What you will do |
Images are to be left out; everything else in the records gets copied exactly.
-- Extracted records follows --
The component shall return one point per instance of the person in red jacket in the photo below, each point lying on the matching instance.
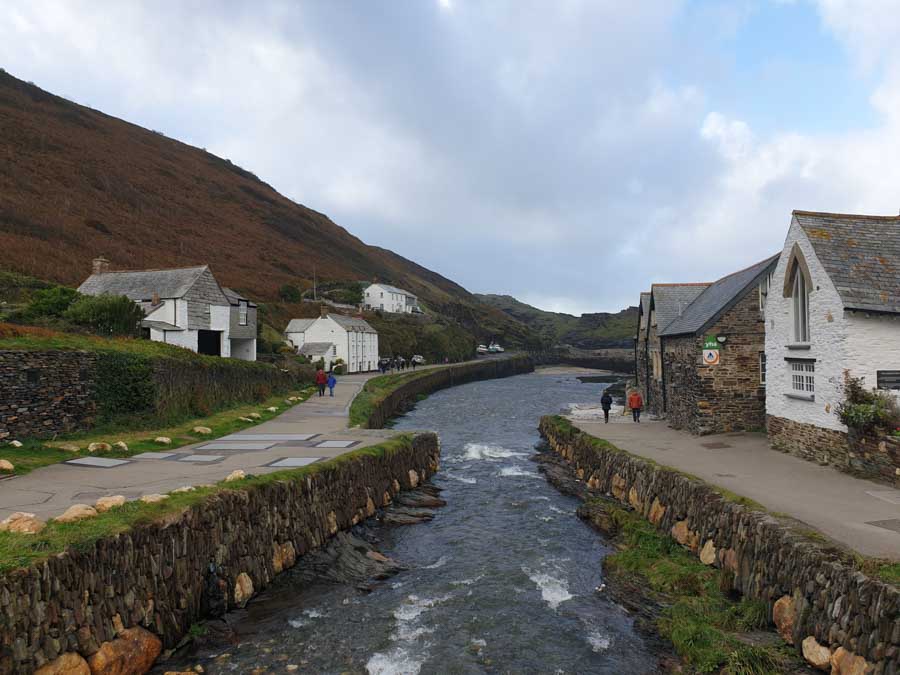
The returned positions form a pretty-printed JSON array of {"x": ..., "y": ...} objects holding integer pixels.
[{"x": 635, "y": 402}]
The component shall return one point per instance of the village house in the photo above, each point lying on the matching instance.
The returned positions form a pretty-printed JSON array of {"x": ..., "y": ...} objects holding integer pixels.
[
  {"x": 185, "y": 307},
  {"x": 665, "y": 303},
  {"x": 713, "y": 356},
  {"x": 334, "y": 336},
  {"x": 390, "y": 299},
  {"x": 833, "y": 310}
]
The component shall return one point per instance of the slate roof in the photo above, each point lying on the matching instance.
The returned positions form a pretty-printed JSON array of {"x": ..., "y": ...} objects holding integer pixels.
[
  {"x": 352, "y": 323},
  {"x": 861, "y": 255},
  {"x": 141, "y": 285},
  {"x": 717, "y": 298},
  {"x": 670, "y": 301},
  {"x": 299, "y": 325}
]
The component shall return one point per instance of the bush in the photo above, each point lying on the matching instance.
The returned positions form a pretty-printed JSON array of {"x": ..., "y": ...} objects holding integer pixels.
[{"x": 106, "y": 314}]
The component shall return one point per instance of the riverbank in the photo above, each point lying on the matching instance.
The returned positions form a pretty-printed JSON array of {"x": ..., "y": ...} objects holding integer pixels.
[
  {"x": 825, "y": 609},
  {"x": 131, "y": 581}
]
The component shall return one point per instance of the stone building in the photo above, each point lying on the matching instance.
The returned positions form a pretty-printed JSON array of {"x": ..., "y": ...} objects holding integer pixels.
[
  {"x": 665, "y": 304},
  {"x": 713, "y": 369},
  {"x": 833, "y": 309}
]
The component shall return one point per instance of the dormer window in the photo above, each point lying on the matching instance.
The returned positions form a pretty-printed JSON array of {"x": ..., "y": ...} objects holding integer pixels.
[{"x": 800, "y": 304}]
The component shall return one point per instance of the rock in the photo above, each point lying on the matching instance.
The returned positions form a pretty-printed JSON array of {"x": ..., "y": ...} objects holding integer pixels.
[
  {"x": 845, "y": 662},
  {"x": 132, "y": 653},
  {"x": 708, "y": 553},
  {"x": 23, "y": 523},
  {"x": 70, "y": 663},
  {"x": 107, "y": 503},
  {"x": 816, "y": 655},
  {"x": 76, "y": 512},
  {"x": 243, "y": 589},
  {"x": 783, "y": 616},
  {"x": 657, "y": 511}
]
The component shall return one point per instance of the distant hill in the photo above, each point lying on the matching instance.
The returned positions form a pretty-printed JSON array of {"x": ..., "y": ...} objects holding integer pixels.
[
  {"x": 76, "y": 183},
  {"x": 589, "y": 331}
]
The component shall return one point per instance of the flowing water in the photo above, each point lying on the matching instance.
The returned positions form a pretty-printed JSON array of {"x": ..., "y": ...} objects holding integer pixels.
[{"x": 503, "y": 580}]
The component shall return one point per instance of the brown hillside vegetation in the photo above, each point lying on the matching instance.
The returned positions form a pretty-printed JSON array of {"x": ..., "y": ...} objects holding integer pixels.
[{"x": 76, "y": 183}]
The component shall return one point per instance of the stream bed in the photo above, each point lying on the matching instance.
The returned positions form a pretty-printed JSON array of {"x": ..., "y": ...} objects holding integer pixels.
[{"x": 504, "y": 579}]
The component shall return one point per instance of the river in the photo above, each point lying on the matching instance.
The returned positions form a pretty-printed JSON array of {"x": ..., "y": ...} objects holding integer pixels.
[{"x": 503, "y": 580}]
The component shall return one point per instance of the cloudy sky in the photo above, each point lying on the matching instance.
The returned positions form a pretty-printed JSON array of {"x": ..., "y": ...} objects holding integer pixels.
[{"x": 566, "y": 152}]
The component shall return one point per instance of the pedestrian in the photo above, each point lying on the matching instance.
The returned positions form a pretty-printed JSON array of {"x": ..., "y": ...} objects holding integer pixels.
[
  {"x": 635, "y": 402},
  {"x": 606, "y": 404}
]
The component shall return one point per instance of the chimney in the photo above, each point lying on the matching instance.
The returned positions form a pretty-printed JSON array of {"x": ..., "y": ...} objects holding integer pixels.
[{"x": 100, "y": 265}]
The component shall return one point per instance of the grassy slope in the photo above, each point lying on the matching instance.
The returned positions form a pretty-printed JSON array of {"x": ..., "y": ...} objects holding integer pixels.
[
  {"x": 76, "y": 183},
  {"x": 19, "y": 550},
  {"x": 590, "y": 331}
]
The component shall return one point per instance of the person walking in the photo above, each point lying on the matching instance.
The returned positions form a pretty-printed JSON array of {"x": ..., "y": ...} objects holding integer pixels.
[
  {"x": 606, "y": 404},
  {"x": 635, "y": 402}
]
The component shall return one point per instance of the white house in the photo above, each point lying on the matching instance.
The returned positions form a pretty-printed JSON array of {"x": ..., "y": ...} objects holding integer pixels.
[
  {"x": 390, "y": 299},
  {"x": 185, "y": 307},
  {"x": 833, "y": 306},
  {"x": 333, "y": 337}
]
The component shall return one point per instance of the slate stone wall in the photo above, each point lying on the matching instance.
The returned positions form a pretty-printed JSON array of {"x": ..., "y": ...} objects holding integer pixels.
[
  {"x": 405, "y": 396},
  {"x": 761, "y": 558},
  {"x": 43, "y": 393},
  {"x": 705, "y": 399},
  {"x": 155, "y": 575}
]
-- Extracted records concluded --
Reply |
The component shall return one point per instance of the person in red jacket in the photo below, each point lying on the matching instance.
The returned positions form a pretty-printed JSON array of {"x": ..., "y": ...} objects holding integer pixels.
[{"x": 635, "y": 402}]
The component shall return one point per instance of the village house in the photo above, each point lying on the matching instance.
The returned positions form a pretty-printed JSON array of {"x": ..., "y": ...} objects holding integer pixels.
[
  {"x": 185, "y": 307},
  {"x": 665, "y": 303},
  {"x": 713, "y": 356},
  {"x": 334, "y": 336},
  {"x": 390, "y": 299},
  {"x": 833, "y": 310}
]
The component shall return one point per instance of the slate roof in the photo above, each point lying on the matching instance.
The returned positions form a pretty-printed JSON array of {"x": ..., "y": ...} objects holding integer pixels.
[
  {"x": 352, "y": 323},
  {"x": 861, "y": 255},
  {"x": 141, "y": 285},
  {"x": 717, "y": 298},
  {"x": 670, "y": 301},
  {"x": 299, "y": 325}
]
The component shall return one point per instance of the bush in the photo above, each point lying on the matching instance.
The returned positions form a pretty-printed JSON array of {"x": ..., "y": ...} objects holding integer pixels.
[{"x": 106, "y": 314}]
The component shall return one point per instance of the riverbank in the photo above, each point lying on the matching instance.
The returned positions form a pretty-printed JSON array of {"x": ..., "y": ...} objects holding integer pixels.
[
  {"x": 825, "y": 609},
  {"x": 131, "y": 581}
]
The component shall return one point per instance of the stone building in the photo above, each point lying on the matching instance.
The returned positions form a pretty-printed JSON array of {"x": ..., "y": ...} objects holding integer pixels.
[
  {"x": 665, "y": 304},
  {"x": 713, "y": 369},
  {"x": 833, "y": 309}
]
The component shall return one point per instance of the dormer window in the photo above, each point lying on the matching instance.
The returned positions form a pretty-printed JSON array of {"x": ..., "y": ...} objects holding integer pixels.
[{"x": 800, "y": 304}]
The component shall return one point per instance of the rock in the photo above, each point lying on the matching instance.
The returned positions form a pretty-printed JSON array of {"x": ..., "y": ...} objects holding integer pixels.
[
  {"x": 845, "y": 662},
  {"x": 132, "y": 653},
  {"x": 708, "y": 553},
  {"x": 23, "y": 523},
  {"x": 70, "y": 663},
  {"x": 107, "y": 503},
  {"x": 816, "y": 655},
  {"x": 76, "y": 512},
  {"x": 243, "y": 589},
  {"x": 783, "y": 616},
  {"x": 657, "y": 511}
]
The component shall return one point per instance of the distant hill in the photo above, each point lying on the matching instance.
The returned positions form a pretty-printed JSON array of {"x": ..., "y": ...} objects holding integer pixels.
[
  {"x": 76, "y": 183},
  {"x": 589, "y": 331}
]
The component shall return one point per instance of the flowing water in the photo above, each point lying on the matching instance.
The returned positions form a pretty-printed JSON array of {"x": ..., "y": ...} objects holding integer pixels.
[{"x": 503, "y": 580}]
The component shall return one point per instance of the brown hillside vegetation in the photo above, each point lying on the matching instance.
The returned positions form a pretty-printed JSON array of {"x": ..., "y": ...} objects holding integer pixels.
[{"x": 76, "y": 183}]
The component shall return one point per instance of the stream bed in the photo above, each point lying on the matching instance.
The returned positions form a pretty-printed JSON array of {"x": ..., "y": ...} objects holding integer pixels.
[{"x": 504, "y": 579}]
The component shall return one point per instance of the river in the photo above, each point lying on the matching instance.
The returned positions form a pretty-printed JSON array of {"x": ..., "y": ...} objects holding integer pixels.
[{"x": 503, "y": 580}]
The component shall return one point per instance of the cloudy sky in the photo above, each point lying on the matching instance.
The returned positions form a pretty-printed JSON array of {"x": ..., "y": ...} objects holding integer pixels.
[{"x": 566, "y": 152}]
The component shall return one point per instance of the pedestrian in the photo above, each point lying on the matching instance.
The returned positions form a pretty-printed JSON array of {"x": ..., "y": ...} objects holding integer pixels.
[
  {"x": 635, "y": 402},
  {"x": 606, "y": 404}
]
The component shall return one point per instance of the chimney in the photo above, each point lying on the matching instance.
The returned positions form a pretty-printed JSON array of {"x": ..., "y": ...} objects holding integer pixels.
[{"x": 100, "y": 265}]
The component shall return one point per instance of the grassy slope in the photo above, each point lying on the matching instance.
The returned positions form a pretty-printed JSON array of {"x": ..., "y": ...} objects holding integer pixels.
[
  {"x": 76, "y": 183},
  {"x": 19, "y": 550},
  {"x": 590, "y": 331}
]
The component shall return one point per instance of the person walking in the photo above, each point lying on the matching instance.
The returned positions form a pretty-printed JSON array of {"x": ..., "y": ...} objects holding integer pixels.
[
  {"x": 606, "y": 404},
  {"x": 635, "y": 402}
]
The component shall return one point per instance of the white house in the photo above, each point lying on the matching instance.
The returned positions form a pretty-printed JSON array of {"x": ..., "y": ...} objects holding integer pixels.
[
  {"x": 390, "y": 299},
  {"x": 185, "y": 307},
  {"x": 833, "y": 306},
  {"x": 333, "y": 337}
]
The component shall return one point per instance of the slate stone wall in the photo above, each point lying on the matching instance.
The returned positions form a pretty-printed JSON array of {"x": ..., "y": ...} objects holding integer pixels.
[
  {"x": 405, "y": 396},
  {"x": 761, "y": 558},
  {"x": 43, "y": 393},
  {"x": 705, "y": 399},
  {"x": 155, "y": 575}
]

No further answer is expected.